(Tasks and exercises):
**1.** In the PyTorch masking thread, which class does the solution name as the counterpart to Keras masking?
**2.** Copy the PyTorch masking thread word for word, between "Either I need" and "it be done?", inclusive.
**3.** Shorten the paragraph in the PyTorch masking thread that starts "I have time-series sequences", keeping its main facts.

Search code examples
kerasdeep-learningpytorch

What would be the equivalent of keras.layers.Masking in pytorch?


I have time-series sequences which I needed to keep the length of sequences fixed to a number by padding zeroes into matrix and using keras.layers.Masking in keras I could neglect those padded zeros for further computations, I am wondering how could it be done in Pytorch?

Either I need to do the padding in pytroch and pytorch can't handle the sequences with varying lengths what is the equivalent to Masking layer of keras in pytorch, or if pytorch handles the sequences with varying lengths, how could it be done?


Solution

  • You can use PackedSequence class as equivalent to keras masking. you can find more features at torch.nn.utils.rnn

    Here putting example from packing for variable-length sequence inputs for rnn

    import torch
    import torch.nn as nn
    from torch.autograd import Variable
    
    batch_size = 3
    max_length = 3
    hidden_size = 2
    n_layers =1
    
    # container
    batch_in = torch.zeros((batch_size, 1, max_length))
    
    #data
    vec_1 = torch.FloatTensor([[1, 2, 3]])
    vec_2 = torch.FloatTensor([[1, 2, 0]])
    vec_3 = torch.FloatTensor([[1, 0, 0]])

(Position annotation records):
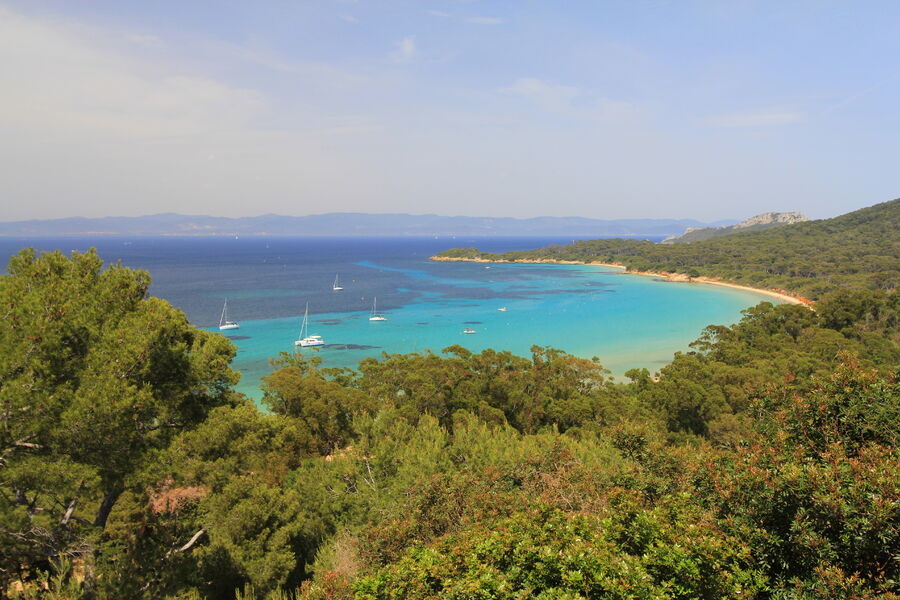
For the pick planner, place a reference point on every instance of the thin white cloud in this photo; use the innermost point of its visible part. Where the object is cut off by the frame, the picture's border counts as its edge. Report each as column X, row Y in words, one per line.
column 404, row 50
column 574, row 102
column 549, row 96
column 142, row 39
column 486, row 20
column 761, row 118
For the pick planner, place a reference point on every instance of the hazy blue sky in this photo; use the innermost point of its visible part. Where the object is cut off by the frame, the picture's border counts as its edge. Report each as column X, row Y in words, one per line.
column 610, row 109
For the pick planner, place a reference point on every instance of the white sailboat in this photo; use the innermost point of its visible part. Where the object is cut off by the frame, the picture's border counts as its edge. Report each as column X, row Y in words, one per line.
column 224, row 323
column 375, row 316
column 307, row 340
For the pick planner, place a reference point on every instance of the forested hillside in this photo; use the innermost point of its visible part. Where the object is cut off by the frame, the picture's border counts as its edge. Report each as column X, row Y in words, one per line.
column 762, row 464
column 857, row 250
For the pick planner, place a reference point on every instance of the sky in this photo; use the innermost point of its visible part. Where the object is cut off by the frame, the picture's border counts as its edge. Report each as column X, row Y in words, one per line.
column 605, row 109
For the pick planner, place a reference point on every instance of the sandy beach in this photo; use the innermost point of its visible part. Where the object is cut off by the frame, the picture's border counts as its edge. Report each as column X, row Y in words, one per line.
column 782, row 295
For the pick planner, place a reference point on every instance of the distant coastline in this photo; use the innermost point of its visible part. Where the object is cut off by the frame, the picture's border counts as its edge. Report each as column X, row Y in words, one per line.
column 782, row 295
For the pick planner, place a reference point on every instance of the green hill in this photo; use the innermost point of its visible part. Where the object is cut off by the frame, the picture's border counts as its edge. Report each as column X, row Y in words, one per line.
column 860, row 249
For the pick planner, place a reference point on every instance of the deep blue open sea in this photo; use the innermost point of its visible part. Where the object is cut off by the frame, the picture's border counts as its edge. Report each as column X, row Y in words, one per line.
column 625, row 320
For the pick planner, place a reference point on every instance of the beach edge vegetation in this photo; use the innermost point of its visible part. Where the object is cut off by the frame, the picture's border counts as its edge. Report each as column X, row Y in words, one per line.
column 762, row 463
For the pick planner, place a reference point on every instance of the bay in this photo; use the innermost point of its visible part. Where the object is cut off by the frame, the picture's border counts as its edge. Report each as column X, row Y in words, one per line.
column 626, row 321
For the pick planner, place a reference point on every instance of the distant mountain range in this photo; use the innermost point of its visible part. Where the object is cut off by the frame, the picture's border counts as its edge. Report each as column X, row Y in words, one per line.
column 757, row 223
column 351, row 224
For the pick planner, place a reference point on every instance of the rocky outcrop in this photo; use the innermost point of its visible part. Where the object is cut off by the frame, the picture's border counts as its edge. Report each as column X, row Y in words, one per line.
column 763, row 221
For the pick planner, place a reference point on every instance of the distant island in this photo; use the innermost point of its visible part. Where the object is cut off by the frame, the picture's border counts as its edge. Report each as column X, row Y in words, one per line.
column 351, row 224
column 805, row 259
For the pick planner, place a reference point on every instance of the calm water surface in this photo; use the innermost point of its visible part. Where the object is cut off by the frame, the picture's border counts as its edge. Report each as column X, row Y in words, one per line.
column 625, row 320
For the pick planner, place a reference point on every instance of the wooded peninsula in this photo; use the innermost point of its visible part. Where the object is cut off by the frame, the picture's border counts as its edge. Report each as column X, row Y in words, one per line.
column 761, row 464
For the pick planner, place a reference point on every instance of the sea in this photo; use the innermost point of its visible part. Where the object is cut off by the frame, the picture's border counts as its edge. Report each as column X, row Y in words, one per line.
column 626, row 321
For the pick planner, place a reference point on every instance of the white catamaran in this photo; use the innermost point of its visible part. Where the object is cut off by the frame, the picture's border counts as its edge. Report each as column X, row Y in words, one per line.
column 307, row 340
column 375, row 316
column 224, row 323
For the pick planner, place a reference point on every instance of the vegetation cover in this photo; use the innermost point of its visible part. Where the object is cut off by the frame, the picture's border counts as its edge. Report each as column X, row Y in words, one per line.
column 761, row 464
column 857, row 250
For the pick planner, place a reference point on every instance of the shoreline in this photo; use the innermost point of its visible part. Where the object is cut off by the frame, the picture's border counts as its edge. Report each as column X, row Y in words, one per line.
column 782, row 295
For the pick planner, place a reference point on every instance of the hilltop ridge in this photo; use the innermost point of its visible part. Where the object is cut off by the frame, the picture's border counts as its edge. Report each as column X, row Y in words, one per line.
column 857, row 249
column 349, row 224
column 758, row 222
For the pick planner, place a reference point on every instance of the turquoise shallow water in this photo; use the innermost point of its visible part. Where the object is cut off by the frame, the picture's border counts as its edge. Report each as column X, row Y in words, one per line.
column 625, row 320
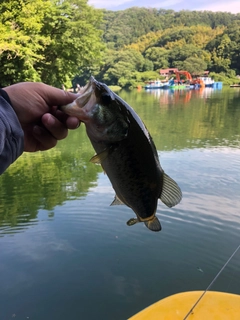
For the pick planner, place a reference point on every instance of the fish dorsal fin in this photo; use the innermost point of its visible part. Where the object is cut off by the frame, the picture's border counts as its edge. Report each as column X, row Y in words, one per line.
column 98, row 158
column 171, row 193
column 153, row 225
column 116, row 201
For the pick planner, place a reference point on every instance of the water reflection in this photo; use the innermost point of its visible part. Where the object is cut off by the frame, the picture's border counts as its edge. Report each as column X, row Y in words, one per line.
column 76, row 250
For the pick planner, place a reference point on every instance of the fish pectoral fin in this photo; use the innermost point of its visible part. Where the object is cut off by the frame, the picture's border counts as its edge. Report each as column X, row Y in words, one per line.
column 98, row 158
column 153, row 225
column 171, row 193
column 132, row 221
column 116, row 201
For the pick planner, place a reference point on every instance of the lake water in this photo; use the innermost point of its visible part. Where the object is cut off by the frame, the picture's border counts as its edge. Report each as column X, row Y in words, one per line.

(Exercise solutions):
**1.** The PackedSequence class.

**2.**
Either I need to do the padding in pytroch and pytorch can't handle the sequences with varying lengths what is the equivalent to Masking layer of keras in pytorch, or if pytorch handles the sequences with varying lengths, how could it be done?

**3.** The asker pads time-series sequences with zeros to keep them a fixed length. In Keras, keras.layers.Masking lets them ignore those padded zeros in later computations, and they want to know how to do the same in PyTorch.